SET PROBLEM ::
Render every line of the items below as a JSON array of strings, one string per line, omitting any blank lines.

--------

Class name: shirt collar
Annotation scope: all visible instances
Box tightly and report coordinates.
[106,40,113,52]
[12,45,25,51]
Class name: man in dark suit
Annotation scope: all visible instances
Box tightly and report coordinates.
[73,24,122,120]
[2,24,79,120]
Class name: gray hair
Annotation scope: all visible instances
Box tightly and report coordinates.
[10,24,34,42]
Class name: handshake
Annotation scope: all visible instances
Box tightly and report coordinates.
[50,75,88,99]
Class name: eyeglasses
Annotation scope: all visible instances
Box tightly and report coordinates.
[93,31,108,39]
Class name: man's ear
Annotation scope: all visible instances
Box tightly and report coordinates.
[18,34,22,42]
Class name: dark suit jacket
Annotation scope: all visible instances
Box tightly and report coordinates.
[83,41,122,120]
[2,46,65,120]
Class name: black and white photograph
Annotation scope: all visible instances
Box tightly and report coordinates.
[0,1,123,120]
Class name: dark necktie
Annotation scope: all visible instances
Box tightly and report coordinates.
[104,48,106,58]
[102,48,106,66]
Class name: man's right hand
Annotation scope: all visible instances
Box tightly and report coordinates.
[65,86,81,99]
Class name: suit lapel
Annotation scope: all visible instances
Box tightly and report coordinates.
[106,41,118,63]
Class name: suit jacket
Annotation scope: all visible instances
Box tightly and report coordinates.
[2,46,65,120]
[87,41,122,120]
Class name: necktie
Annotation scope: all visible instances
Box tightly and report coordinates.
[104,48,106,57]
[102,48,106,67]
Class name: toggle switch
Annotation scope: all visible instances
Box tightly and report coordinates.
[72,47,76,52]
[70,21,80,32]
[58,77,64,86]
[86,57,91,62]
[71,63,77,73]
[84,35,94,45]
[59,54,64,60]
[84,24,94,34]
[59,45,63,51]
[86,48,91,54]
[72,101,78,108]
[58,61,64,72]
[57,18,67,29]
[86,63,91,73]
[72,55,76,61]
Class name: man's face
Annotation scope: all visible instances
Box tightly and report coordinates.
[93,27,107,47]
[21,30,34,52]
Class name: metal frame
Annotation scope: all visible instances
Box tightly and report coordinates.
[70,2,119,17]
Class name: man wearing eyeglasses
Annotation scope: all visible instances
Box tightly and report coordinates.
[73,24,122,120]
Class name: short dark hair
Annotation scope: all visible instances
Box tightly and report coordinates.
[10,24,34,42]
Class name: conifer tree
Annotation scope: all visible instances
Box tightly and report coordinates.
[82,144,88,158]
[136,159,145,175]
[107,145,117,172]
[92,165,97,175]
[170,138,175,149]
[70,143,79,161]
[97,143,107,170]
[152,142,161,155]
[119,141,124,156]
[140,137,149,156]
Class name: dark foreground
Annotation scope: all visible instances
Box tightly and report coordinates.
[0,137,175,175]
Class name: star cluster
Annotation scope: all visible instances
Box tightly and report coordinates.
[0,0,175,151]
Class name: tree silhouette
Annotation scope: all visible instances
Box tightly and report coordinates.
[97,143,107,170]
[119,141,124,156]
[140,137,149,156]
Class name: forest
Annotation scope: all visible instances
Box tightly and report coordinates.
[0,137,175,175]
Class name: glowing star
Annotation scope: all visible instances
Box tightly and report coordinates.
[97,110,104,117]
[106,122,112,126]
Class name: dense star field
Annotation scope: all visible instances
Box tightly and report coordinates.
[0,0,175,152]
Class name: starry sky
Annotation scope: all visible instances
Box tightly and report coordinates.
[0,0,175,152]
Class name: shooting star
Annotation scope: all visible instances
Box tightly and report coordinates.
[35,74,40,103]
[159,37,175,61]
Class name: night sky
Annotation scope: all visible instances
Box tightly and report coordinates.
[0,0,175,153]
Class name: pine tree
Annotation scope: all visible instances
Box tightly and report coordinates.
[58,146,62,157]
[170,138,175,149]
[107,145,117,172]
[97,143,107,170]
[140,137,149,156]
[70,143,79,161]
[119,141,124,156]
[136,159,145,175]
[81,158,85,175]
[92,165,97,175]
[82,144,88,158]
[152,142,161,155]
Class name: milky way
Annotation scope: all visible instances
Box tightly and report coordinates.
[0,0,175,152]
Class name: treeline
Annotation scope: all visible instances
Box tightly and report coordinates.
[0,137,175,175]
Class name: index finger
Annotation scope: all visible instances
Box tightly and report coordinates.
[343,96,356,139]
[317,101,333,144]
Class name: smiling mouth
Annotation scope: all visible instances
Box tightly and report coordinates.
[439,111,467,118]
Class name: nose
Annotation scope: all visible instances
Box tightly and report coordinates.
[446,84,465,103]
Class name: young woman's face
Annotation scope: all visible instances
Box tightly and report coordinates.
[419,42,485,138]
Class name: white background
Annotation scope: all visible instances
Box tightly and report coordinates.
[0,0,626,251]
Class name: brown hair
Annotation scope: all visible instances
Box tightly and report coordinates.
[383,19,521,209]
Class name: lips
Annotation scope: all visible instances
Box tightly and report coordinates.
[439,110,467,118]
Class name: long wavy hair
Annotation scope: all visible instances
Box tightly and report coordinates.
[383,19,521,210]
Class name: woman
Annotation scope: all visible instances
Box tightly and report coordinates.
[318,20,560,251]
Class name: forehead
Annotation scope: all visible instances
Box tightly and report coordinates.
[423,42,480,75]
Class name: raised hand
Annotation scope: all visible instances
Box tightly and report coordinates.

--------

SOLUTION FOR THIS TASK ::
[
  "Class name: shirt collar",
  "Annotation scope: all visible instances",
  "Box tightly and report coordinates.",
  "[106,40,113,52]",
  "[12,45,25,51]",
  "Class name: man in dark suit",
  "Annotation scope: all visible instances",
  "Box tightly and report coordinates.",
  "[73,24,122,120]",
  "[2,24,79,120]",
  "Class name: gray hair",
  "Annotation scope: all visible instances",
  "Box tightly and report coordinates.",
  "[10,24,34,42]",
  "Class name: handshake",
  "Annotation scope: all visible instances",
  "Box tightly and report coordinates.",
  "[50,75,88,99]",
  "Class name: eyeglasses",
  "Annotation scope: all visible instances",
  "Box tightly and report coordinates.",
  "[93,31,108,39]",
  "Class name: man's ear",
  "Annotation scope: all visible instances",
  "Box tightly and report coordinates.",
  "[18,34,22,42]",
  "Class name: dark suit jacket",
  "Annotation scope: all visible instances",
  "Box tightly and report coordinates.",
  "[83,41,122,120]",
  "[2,46,65,120]",
  "Class name: black and white photograph",
  "Annotation scope: all visible instances",
  "Box tightly and report coordinates.",
  "[0,1,123,120]",
  "Class name: dark necktie",
  "Annotation scope: all visible instances",
  "Box tightly and report coordinates.",
  "[104,48,106,58]",
  "[102,48,106,66]",
  "Class name: man's right hand",
  "Annotation scope: all visible instances",
  "Box tightly and report coordinates.",
  "[65,86,81,99]",
  "Class name: suit lapel",
  "Annotation scope: all visible instances",
  "Box tightly and report coordinates.",
  "[106,41,118,63]",
  "Class name: suit jacket",
  "Annotation scope: all visible instances",
  "Box tightly and report coordinates.",
  "[2,46,65,120]",
  "[87,41,122,120]",
  "Class name: necktie",
  "Annotation scope: all visible instances",
  "Box tightly and report coordinates.",
  "[104,48,106,57]",
  "[102,48,106,67]",
  "Class name: toggle switch",
  "Annotation scope: all visible instances",
  "Box tightly and report coordinates.",
  "[72,47,76,52]",
  "[70,21,80,32]",
  "[58,77,64,86]",
  "[86,57,91,62]",
  "[71,63,77,73]",
  "[84,35,94,45]",
  "[59,54,64,60]",
  "[84,24,94,34]",
  "[59,45,63,51]",
  "[86,48,91,54]",
  "[72,101,78,108]",
  "[58,61,64,72]",
  "[57,18,67,29]",
  "[86,63,91,73]",
  "[72,55,76,61]",
  "Class name: man's face",
  "Annotation scope: all visible instances",
  "Box tightly and report coordinates.",
  "[93,27,107,47]",
  "[21,30,34,52]",
  "Class name: metal frame",
  "Annotation scope: all visible instances",
  "Box tightly and report coordinates.",
  "[70,2,119,17]",
  "Class name: man wearing eyeglasses",
  "Annotation scope: all visible instances",
  "Box tightly and report coordinates.",
  "[73,24,122,120]",
  "Class name: short dark hair",
  "Annotation scope: all visible instances",
  "Box tightly and report coordinates.",
  "[10,24,34,42]",
  "Class name: conifer tree",
  "Annotation scope: all visible instances",
  "Box tightly and report coordinates.",
  "[82,144,88,158]",
  "[136,159,145,175]",
  "[107,145,117,172]",
  "[92,165,97,175]",
  "[170,138,175,149]",
  "[70,143,79,161]",
  "[97,143,107,170]",
  "[152,142,161,155]",
  "[119,141,124,156]",
  "[140,137,149,156]",
  "Class name: dark foreground",
  "Annotation scope: all visible instances",
  "Box tightly and report coordinates.",
  "[0,137,175,175]",
  "Class name: star cluster",
  "Annotation scope: all visible instances",
  "Box tightly and report coordinates.",
  "[0,0,175,151]",
  "Class name: tree silhouette",
  "Annotation scope: all visible instances",
  "Box tightly and report coordinates.",
  "[97,143,107,170]",
  "[119,141,124,156]",
  "[140,137,149,156]",
  "Class name: forest",
  "Annotation scope: all visible instances",
  "Box tightly and report coordinates.",
  "[0,137,175,175]",
  "Class name: glowing star",
  "Annotation scope: all visible instances",
  "Box tightly and report coordinates.",
  "[97,110,104,117]",
  "[106,122,112,126]",
  "Class name: dense star field",
  "Annotation scope: all visible instances",
  "Box tightly and report coordinates.",
  "[0,0,175,152]",
  "Class name: starry sky",
  "Annotation scope: all visible instances",
  "Box tightly and report coordinates.",
  "[0,0,175,152]",
  "Class name: shooting star",
  "Annotation scope: all visible instances",
  "Box tightly and report coordinates.",
  "[35,74,40,103]",
  "[159,37,175,61]",
  "Class name: night sky",
  "Annotation scope: all visible instances",
  "Box tightly and report coordinates.",
  "[0,0,175,153]",
  "Class name: pine tree",
  "Annotation scope: all visible instances",
  "Box tightly and report coordinates.",
  "[58,146,62,157]",
  "[170,138,175,149]",
  "[107,145,117,172]",
  "[97,143,107,170]",
  "[140,137,149,156]",
  "[70,143,79,161]",
  "[119,141,124,156]",
  "[136,159,145,175]",
  "[81,158,85,175]",
  "[92,165,97,175]",
  "[82,144,88,158]",
  "[152,142,161,155]",
  "Class name: milky way",
  "Annotation scope: all visible instances",
  "Box tightly and report coordinates.",
  "[0,0,175,152]",
  "Class name: treeline",
  "Annotation scope: all visible instances",
  "Box tightly and report coordinates.",
  "[0,137,175,175]",
  "Class name: index finger",
  "Annotation scope: all visible instances",
  "Box tightly and report coordinates.",
  "[343,96,356,139]",
  "[317,101,333,144]",
  "Class name: smiling mouth",
  "Annotation scope: all visible instances",
  "Box tightly and report coordinates.",
  "[439,111,467,118]",
  "Class name: nose",
  "Annotation scope: all visible instances",
  "Box tightly and report coordinates.",
  "[446,84,465,103]",
  "Class name: young woman's face",
  "Annotation scope: all visible instances",
  "Box tightly and report coordinates.",
  "[419,42,485,138]",
  "Class name: white background",
  "Annotation scope: all visible instances",
  "Box tightly and report coordinates.",
  "[0,0,626,251]",
  "Class name: brown hair",
  "Annotation scope: all visible instances",
  "Box tightly and report coordinates.",
  "[383,19,521,209]",
  "Class name: lips",
  "Annotation scope: all visible instances",
  "Box tightly and report coordinates.",
  "[439,110,467,118]",
  "Class name: long wavy hair",
  "Annotation scope: all visible instances",
  "Box tightly and report coordinates.",
  "[383,19,521,210]",
  "Class name: woman",
  "Annotation scope: all visible instances",
  "Box tightly and report coordinates.",
  "[318,20,560,251]",
  "Class name: forehead",
  "Annotation scope: all visible instances",
  "Box tightly and report coordinates.",
  "[423,42,480,75]",
  "Class name: raised hand",
  "Annotation scope: all visible instances",
  "Box tightly and report coordinates."
]